*TASK TO COMPLETE*
Copy word for word the lines of the items below, from the line containing "like [144, 173]." through the last line of the items, both ends included.

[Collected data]
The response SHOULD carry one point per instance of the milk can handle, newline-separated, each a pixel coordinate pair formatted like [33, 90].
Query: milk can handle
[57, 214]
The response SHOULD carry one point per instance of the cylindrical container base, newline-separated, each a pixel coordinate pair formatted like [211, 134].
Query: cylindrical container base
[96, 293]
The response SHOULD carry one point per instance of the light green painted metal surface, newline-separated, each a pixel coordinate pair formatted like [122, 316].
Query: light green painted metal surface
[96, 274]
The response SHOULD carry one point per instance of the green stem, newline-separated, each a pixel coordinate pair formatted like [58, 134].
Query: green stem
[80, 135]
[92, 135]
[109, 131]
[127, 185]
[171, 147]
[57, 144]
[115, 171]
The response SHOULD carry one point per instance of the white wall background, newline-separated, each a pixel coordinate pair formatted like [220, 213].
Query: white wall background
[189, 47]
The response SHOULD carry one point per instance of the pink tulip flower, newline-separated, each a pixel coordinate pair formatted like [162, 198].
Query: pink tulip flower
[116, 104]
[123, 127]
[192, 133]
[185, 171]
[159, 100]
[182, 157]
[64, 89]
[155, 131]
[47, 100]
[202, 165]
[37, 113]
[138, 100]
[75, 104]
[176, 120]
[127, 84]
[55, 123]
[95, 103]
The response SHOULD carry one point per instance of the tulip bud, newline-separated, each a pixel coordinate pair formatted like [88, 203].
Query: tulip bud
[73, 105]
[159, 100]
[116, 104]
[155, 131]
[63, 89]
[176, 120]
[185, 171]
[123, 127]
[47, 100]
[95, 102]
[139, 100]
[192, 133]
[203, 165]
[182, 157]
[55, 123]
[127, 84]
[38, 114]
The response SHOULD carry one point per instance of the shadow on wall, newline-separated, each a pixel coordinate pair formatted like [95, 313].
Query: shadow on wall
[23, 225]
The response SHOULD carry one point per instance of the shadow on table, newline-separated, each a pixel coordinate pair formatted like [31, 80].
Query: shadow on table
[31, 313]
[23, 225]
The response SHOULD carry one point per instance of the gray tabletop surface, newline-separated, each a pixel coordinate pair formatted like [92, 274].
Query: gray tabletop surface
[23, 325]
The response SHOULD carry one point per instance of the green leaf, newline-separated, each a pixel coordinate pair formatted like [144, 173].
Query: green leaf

*SOLUTION*
The response SHOULD carry one point per instance of the green leaf, newline-separated, each a pixel coordinate pair formatted like [144, 173].
Query: green leaf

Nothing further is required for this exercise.